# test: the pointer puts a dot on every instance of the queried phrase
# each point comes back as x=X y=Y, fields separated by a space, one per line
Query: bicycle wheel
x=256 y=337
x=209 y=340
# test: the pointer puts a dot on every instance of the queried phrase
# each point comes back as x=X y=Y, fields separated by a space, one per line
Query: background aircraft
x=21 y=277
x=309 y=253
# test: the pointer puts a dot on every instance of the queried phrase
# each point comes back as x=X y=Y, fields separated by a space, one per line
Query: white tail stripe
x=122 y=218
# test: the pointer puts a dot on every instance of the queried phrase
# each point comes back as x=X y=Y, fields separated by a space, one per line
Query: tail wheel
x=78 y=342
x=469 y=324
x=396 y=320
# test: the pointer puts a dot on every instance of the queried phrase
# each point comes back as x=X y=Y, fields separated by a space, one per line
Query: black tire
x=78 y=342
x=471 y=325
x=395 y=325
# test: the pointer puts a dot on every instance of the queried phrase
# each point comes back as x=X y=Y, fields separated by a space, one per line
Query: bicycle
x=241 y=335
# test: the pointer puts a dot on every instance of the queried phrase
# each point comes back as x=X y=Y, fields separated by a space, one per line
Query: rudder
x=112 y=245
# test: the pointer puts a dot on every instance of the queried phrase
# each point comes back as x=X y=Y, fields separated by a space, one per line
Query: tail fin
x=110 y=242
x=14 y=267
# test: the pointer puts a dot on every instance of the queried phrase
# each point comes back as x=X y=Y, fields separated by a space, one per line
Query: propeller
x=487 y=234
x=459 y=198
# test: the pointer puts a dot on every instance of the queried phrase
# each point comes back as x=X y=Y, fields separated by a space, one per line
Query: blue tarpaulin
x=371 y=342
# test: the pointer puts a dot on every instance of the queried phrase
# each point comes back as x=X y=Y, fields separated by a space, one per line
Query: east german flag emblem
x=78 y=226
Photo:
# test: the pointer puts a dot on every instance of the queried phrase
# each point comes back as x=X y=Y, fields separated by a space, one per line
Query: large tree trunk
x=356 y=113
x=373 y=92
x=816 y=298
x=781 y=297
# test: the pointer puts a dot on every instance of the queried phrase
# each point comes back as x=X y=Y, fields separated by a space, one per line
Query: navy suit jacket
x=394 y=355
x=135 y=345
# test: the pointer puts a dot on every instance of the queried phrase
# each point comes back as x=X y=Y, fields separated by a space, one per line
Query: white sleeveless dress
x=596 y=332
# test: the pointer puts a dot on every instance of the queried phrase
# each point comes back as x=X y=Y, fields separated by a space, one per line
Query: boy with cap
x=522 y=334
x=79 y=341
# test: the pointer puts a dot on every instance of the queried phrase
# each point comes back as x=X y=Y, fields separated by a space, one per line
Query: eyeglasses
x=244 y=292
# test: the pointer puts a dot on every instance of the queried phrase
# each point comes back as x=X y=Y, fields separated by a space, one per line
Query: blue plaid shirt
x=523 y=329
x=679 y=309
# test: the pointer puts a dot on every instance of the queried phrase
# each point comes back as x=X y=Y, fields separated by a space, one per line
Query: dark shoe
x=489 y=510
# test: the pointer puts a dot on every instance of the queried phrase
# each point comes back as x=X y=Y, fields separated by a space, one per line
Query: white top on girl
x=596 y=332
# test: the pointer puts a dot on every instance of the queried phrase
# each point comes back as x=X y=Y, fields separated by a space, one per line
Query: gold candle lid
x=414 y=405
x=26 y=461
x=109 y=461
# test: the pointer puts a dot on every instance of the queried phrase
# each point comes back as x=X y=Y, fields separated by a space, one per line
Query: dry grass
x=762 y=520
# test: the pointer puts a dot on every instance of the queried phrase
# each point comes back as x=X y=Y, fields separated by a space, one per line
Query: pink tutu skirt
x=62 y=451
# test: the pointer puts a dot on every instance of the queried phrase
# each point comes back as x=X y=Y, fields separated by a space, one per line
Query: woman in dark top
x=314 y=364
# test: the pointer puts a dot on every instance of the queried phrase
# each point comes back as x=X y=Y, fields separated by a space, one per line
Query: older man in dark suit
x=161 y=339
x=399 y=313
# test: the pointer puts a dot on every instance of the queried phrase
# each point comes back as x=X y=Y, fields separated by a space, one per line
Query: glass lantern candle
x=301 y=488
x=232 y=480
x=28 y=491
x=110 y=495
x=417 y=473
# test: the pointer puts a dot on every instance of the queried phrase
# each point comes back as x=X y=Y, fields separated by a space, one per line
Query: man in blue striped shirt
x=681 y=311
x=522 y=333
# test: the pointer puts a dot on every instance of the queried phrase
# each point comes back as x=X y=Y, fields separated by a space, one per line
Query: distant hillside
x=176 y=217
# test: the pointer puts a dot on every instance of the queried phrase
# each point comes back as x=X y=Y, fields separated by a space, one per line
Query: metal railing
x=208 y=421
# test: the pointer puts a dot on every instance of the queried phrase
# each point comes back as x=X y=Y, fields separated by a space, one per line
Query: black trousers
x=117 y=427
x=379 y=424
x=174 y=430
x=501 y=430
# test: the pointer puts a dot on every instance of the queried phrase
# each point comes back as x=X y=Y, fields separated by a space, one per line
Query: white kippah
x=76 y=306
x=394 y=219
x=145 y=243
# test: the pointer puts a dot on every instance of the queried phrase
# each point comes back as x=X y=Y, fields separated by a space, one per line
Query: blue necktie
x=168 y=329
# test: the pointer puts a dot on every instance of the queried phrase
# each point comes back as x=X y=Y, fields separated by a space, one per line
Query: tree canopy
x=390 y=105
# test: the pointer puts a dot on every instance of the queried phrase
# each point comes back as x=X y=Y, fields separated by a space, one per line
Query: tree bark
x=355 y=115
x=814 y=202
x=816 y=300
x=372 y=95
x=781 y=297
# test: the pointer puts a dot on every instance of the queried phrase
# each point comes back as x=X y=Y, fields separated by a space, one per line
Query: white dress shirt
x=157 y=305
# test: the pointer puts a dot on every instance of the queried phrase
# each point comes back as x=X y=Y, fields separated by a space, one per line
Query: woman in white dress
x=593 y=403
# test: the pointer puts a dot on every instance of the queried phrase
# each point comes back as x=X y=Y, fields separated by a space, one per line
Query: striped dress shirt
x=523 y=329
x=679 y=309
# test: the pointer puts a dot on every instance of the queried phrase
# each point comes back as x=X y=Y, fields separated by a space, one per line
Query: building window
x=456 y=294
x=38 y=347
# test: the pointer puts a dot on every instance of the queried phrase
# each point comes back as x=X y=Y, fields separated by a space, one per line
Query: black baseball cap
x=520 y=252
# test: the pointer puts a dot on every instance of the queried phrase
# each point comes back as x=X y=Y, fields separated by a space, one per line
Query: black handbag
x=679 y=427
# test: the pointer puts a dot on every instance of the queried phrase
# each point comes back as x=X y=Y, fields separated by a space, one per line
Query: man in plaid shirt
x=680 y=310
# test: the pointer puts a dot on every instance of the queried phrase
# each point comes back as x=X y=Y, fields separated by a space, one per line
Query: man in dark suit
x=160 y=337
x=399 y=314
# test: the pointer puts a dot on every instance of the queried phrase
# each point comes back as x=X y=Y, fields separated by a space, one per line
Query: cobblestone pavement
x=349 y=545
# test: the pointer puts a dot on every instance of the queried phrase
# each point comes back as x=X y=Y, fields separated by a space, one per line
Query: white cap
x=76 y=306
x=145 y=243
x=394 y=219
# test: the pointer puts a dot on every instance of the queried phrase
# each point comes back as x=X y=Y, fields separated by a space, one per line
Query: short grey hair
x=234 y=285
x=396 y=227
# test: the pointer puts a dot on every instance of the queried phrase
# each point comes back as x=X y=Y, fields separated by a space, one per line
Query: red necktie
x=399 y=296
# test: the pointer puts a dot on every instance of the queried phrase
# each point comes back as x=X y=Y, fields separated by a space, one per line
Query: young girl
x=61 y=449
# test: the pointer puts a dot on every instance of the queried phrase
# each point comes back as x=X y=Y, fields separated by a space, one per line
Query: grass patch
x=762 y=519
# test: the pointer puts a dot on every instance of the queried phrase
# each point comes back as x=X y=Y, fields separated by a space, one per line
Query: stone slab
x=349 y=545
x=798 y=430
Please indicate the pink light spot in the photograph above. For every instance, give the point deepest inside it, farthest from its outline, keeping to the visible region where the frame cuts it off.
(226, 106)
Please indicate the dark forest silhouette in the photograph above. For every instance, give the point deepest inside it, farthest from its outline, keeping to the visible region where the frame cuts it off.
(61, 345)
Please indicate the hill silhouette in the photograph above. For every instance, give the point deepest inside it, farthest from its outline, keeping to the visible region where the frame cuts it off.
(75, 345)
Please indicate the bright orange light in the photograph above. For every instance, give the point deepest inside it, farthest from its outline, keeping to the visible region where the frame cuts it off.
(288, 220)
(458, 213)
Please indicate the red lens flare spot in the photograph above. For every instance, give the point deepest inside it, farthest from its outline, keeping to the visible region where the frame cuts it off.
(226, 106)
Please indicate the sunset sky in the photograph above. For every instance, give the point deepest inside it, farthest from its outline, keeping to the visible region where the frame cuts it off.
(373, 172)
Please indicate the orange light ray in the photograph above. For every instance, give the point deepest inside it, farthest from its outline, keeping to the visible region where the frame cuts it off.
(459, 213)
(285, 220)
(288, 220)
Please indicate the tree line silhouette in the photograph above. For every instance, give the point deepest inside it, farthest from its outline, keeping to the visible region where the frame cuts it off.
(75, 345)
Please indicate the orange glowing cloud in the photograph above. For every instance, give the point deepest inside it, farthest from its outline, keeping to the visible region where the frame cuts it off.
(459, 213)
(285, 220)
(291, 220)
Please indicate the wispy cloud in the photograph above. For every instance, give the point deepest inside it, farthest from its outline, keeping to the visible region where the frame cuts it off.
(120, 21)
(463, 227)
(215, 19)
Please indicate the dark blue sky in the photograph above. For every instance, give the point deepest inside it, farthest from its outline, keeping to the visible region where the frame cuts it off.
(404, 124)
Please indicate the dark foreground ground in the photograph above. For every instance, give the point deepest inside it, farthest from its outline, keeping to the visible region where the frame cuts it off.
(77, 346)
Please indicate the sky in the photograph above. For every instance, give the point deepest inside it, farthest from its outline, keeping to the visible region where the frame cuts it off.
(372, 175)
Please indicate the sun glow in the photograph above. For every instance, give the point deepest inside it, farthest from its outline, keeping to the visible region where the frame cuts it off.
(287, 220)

++++++++

Copy out the part of the entries that opens with their first line and closes with the line containing "x=309 y=253", including both of those lines.

# test: the pointer puts a dot on every instance of the queried phrase
# each point comes back as x=X y=Y, fields separated by a space, one per line
Query: bicycle wheel
x=256 y=337
x=209 y=340
# test: the pointer puts a dot on every instance of the queried phrase
# each point comes back as x=X y=Y, fields separated by a space, one per line
Query: background aircraft
x=21 y=277
x=309 y=253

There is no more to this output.